#### Point placement records
● ● ● ● ● ● ●

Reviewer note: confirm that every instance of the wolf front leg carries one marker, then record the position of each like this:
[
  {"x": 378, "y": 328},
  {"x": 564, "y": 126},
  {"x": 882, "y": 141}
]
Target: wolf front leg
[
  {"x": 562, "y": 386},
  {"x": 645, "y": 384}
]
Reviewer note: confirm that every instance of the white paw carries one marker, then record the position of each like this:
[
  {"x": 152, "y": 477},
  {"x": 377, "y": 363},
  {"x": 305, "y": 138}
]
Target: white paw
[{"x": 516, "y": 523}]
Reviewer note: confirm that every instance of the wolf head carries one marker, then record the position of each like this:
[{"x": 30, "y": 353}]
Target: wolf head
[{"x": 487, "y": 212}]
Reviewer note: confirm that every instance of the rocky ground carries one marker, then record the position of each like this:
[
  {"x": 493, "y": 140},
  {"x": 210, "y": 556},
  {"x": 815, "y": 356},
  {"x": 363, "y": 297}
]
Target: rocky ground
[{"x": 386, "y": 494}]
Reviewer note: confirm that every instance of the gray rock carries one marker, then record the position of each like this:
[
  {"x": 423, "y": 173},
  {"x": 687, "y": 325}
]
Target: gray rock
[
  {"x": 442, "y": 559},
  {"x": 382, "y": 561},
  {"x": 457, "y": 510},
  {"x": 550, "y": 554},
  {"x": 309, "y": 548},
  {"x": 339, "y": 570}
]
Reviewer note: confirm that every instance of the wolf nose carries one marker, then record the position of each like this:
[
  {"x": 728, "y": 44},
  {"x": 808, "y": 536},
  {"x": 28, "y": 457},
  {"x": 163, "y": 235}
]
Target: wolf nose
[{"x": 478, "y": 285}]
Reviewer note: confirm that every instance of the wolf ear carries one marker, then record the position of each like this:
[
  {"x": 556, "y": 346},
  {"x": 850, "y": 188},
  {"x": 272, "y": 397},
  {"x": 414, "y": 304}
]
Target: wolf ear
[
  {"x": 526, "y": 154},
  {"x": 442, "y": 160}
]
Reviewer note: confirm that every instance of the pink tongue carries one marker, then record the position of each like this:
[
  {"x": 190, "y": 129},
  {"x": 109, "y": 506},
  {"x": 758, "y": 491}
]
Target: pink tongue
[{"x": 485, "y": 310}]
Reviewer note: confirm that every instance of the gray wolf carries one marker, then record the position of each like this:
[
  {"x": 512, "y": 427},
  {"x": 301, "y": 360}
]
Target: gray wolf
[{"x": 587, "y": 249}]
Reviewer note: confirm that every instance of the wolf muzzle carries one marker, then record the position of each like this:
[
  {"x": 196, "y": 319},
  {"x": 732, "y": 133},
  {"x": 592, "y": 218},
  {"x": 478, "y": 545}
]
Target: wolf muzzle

● ● ● ● ● ● ●

#### Work to do
Edit the records above so that "Target" becomes "Object" at every occurrence, keeping everything else the same.

#### Full response
Reviewer note: confirm that every instance of the wolf front leg carries one marker, then record the position of each like this:
[
  {"x": 378, "y": 328},
  {"x": 564, "y": 126},
  {"x": 882, "y": 141}
]
Object: wolf front leg
[
  {"x": 562, "y": 386},
  {"x": 645, "y": 384}
]
Reviewer note: confirm that every instance of the white paw carries one marker, then record the position of each like this:
[
  {"x": 152, "y": 477},
  {"x": 377, "y": 363},
  {"x": 305, "y": 138}
]
Object: white paw
[{"x": 516, "y": 523}]
Reviewer note: confirm that every instance of the wolf head carries one marker, then record the position of each like this:
[{"x": 30, "y": 353}]
Object: wolf head
[{"x": 487, "y": 212}]
Reviewer note: confirm that every instance of the rocky ground carries one marker, then record the position of each like this:
[
  {"x": 493, "y": 140},
  {"x": 210, "y": 556},
  {"x": 815, "y": 356},
  {"x": 363, "y": 297}
]
Object: rocky ground
[{"x": 386, "y": 494}]
Reviewer note: confirm that every instance of the gray rock carries one marker, then record the position of each like this:
[
  {"x": 423, "y": 173},
  {"x": 687, "y": 325}
]
Object: gray rock
[
  {"x": 442, "y": 559},
  {"x": 382, "y": 561},
  {"x": 457, "y": 510},
  {"x": 550, "y": 554},
  {"x": 309, "y": 548},
  {"x": 339, "y": 570}
]
Reviewer note: confirm that every instance of the wolf nose carries one marker, then record the position of each like this:
[
  {"x": 728, "y": 44},
  {"x": 808, "y": 536},
  {"x": 28, "y": 457},
  {"x": 163, "y": 235}
]
Object: wolf nose
[{"x": 478, "y": 285}]
Reviewer note: confirm that every instance of the wolf ear carries one marker, then record the position of each like this:
[
  {"x": 556, "y": 346},
  {"x": 850, "y": 188},
  {"x": 272, "y": 397},
  {"x": 414, "y": 304}
]
Object: wolf ear
[
  {"x": 526, "y": 154},
  {"x": 442, "y": 160}
]
Reviewer note: confirm that every instance of the pink tongue carries one marker, then record the position of each like this:
[
  {"x": 190, "y": 129},
  {"x": 109, "y": 506},
  {"x": 758, "y": 491}
]
Object: pink tongue
[{"x": 485, "y": 310}]
Reviewer note: confirm that every instance of the gray wolf carries one marker, then record the position of each like this:
[
  {"x": 512, "y": 427},
  {"x": 301, "y": 360}
]
Object: gray wolf
[{"x": 587, "y": 249}]
Reviewer note: confirm that every instance of the wolf muzzle carries one marker, then record the position of each like this:
[
  {"x": 196, "y": 319},
  {"x": 732, "y": 133},
  {"x": 592, "y": 218},
  {"x": 478, "y": 545}
]
Object: wolf muzzle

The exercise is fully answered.